* [What this task involves] Find every line in the listing below that contains the string "window", and copy each one. Matching is case-sensitive.

* [Provided information]
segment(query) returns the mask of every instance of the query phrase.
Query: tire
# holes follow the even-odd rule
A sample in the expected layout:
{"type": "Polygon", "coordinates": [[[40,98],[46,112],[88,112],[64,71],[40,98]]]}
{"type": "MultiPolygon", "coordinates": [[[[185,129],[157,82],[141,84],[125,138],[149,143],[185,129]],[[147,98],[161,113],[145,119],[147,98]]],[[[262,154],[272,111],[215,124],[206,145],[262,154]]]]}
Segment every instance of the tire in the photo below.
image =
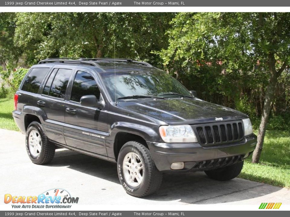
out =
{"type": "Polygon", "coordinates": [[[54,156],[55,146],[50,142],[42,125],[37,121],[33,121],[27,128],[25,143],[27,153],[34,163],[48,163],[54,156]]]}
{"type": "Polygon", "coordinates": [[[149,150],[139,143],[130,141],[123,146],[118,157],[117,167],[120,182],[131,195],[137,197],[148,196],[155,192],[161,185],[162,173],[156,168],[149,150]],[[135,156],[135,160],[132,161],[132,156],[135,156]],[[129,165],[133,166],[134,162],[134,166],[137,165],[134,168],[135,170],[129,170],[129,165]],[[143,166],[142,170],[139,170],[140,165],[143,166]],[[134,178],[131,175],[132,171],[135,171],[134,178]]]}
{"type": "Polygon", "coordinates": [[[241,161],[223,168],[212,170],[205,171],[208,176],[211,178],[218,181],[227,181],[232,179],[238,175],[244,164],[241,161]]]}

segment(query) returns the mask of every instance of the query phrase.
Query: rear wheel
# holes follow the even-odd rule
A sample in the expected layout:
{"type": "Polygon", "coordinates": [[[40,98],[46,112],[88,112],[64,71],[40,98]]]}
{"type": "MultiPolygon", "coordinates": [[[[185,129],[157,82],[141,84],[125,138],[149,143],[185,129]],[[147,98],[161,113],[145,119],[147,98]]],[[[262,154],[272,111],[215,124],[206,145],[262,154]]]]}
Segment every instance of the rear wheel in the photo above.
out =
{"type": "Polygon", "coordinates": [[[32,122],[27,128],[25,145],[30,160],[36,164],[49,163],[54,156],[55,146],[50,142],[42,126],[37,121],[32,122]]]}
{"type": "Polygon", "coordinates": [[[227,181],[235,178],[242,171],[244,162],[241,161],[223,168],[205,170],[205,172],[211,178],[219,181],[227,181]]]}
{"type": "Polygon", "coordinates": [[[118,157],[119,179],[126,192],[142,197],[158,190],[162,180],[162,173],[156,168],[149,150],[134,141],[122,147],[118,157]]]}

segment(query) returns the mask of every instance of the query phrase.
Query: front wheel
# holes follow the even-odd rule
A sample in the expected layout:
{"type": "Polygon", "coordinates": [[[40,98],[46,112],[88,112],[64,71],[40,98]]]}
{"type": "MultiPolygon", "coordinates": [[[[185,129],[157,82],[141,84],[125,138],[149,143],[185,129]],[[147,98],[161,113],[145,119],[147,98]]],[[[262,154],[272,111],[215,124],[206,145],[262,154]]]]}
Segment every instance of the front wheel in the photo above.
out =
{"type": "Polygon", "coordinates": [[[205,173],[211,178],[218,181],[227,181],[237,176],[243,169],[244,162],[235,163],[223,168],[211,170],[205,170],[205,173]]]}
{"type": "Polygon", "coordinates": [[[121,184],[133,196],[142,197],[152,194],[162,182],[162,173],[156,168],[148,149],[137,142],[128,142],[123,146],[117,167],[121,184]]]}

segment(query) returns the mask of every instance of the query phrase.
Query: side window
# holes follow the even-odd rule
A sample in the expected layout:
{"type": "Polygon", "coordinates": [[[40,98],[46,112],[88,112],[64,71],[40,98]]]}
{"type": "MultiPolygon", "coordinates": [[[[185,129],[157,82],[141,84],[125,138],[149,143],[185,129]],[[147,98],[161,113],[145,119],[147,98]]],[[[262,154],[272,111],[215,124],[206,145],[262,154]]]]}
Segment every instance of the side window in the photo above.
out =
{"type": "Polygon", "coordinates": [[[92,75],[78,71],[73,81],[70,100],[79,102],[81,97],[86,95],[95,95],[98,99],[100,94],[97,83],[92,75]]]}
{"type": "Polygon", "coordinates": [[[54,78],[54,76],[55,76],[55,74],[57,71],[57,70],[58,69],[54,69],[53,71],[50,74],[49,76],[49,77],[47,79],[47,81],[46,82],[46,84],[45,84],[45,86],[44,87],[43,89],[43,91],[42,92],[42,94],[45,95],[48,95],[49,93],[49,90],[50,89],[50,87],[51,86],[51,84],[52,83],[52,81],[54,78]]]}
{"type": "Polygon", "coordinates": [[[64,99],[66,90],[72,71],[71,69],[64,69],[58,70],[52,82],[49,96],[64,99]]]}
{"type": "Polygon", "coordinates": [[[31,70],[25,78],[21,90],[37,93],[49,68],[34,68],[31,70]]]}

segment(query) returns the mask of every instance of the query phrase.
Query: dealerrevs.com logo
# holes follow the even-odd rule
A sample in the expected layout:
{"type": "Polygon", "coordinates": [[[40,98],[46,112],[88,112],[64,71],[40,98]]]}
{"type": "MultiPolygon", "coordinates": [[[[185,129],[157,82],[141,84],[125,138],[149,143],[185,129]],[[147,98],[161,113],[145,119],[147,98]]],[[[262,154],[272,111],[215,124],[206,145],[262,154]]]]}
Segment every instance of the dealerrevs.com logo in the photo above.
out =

* [Result of the task]
Query: side window
Segment every instance of the side window in the photo above.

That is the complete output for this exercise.